(WHAT YOU NEED TO DO):
• a. According to the report on the detention of Yahya Mohamed Elhafed Iaazza, in which city was he arrested, and in what year?
• b. Summarize the report on the detention of Yahya Mohamed Elhafed Iaazza in two sentences.
• c. Continue the report on the detention of Yahya Mohamed Elhafed Iaazza from its final sentence.

(TEXT PROVIDED):
....

The United Nations Working Group on Arbitrary Detention (WGAD) has urged the Moroccan authorities to immediately release Yahya Mohamed Elhafed Iaazza, the oldest Saharawi political prisoner in Western Sahara, who is serving a 15 year sentence.
Yahya Mohamed, 55 years old and father of three children, has been in prison for 14 years; he was arbitrarily arrested by Morocco for his activism, forced to confess under torture, tried and deprived of the right to a defence lawyer, according to the WGAD’s findings.
The Working Group has found that he was targeted solely because of his Saharawi identity and his political and human rights activities and should never have been arrested, tried or imprisoned.
Yahya Mohamed was arrested in 2008 in the Moroccan city of Tan Tan for his Sahrawi origin and for being an influential Sahrawi activist with a prominent role in the Western Sahara independence movement.
At the time of his arrest, Iaaza was president of the Sahrawi human rights organisation CODESA in Tan Tan, defending Sahrawi victims of torture and political prisoners. He was accused of organising a protest on 27 February 2008 that led to the death of a Moroccan police officer and which he never attended. The UN Working Group has found no grounds for this accusation and cites numerous irregularities in the trial; several international organisations demanded his release and claimed that the detention was related to his activism.
Elhafed suffered torture, ill-treatment, medical neglect, discrimination and isolation during his 14 years of detention. He suffers from asthma, rheumatism and the effects of hunger strikes, the longest lasting 62 days to denounce his unhealthy situation.

....

(SOURCE INFORMATION):
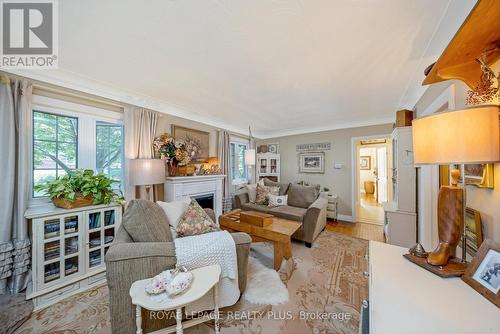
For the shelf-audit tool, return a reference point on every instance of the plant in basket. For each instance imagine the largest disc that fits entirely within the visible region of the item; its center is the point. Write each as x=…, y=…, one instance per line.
x=81, y=187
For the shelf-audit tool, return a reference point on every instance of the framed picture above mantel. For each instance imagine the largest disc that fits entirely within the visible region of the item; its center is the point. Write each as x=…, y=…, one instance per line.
x=201, y=138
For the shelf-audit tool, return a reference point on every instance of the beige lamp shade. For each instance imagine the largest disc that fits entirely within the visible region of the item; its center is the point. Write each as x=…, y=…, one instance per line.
x=463, y=136
x=146, y=171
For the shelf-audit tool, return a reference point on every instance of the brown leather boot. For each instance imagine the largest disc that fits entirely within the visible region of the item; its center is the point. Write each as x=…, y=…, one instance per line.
x=450, y=224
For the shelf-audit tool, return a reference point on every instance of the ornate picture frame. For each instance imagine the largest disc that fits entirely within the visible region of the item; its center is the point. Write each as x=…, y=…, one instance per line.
x=312, y=162
x=483, y=273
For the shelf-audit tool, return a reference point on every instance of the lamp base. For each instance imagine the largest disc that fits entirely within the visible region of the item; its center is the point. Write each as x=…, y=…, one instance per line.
x=454, y=267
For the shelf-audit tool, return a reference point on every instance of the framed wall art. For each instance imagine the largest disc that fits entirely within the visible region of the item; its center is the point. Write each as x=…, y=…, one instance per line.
x=483, y=273
x=312, y=162
x=201, y=138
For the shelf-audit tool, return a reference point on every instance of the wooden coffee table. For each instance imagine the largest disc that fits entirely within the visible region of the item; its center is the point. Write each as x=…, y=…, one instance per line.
x=279, y=233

....

(OUTPUTS BY TASK):
• a. He was arrested in Tan Tan in 2008.

• b. The UN Working Group on Arbitrary Detention has urged Morocco to immediately release Yahya Mohamed Elhafed Iaazza, the oldest Saharawi political prisoner in Western Sahara, finding that he was targeted solely for his Saharawi identity and activism and was tortured into confessing and denied a defense lawyer. Arrested in Tan Tan in 2008 and accused of organizing a protest he never attended, he has spent 14 years of a 15-year sentence suffering torture, medical neglect and isolation.

• c.
“My father has not been allowed to be a father to us since his detention, but he took many young Sahrawi prisoners under his wing, whom he comforted and taught to survive their ordeal physically and mentally,” said his daughter Fatou Elhafed Iaazza, adding: “This is what he is like: a big, kind and loving man. We need him to come back.
The 307 member organisations of the Geneva Support Group for the Protection and Promotion of Human Rights in Western Sahara have joined the call for the immediate release of Elhafed Iaazza and all other imprisoned Sahrawi human rights defenders.
The members of the Geneva Support Group welcomed the decision of the WGAD and called on all states to ensure its effective implementation by the Kingdom of Morocco. They also called on the UN High Commissioner for Human Rights, Michelle Bachelet, to publicly disclose the systematic and serious violations of international humanitarian and human rights law documented by her office and to ensure an early visit to the region and to all imprisoned Saharawi human rights defenders.
Why is Morocco keeping an innocent man in prison?” asked jurist Tone Soerfonn Moe, Elhafed Iaaza’s international representative. “We have been asking this question for years, ever since he was arrested, and now the UN Working Group has added its voice.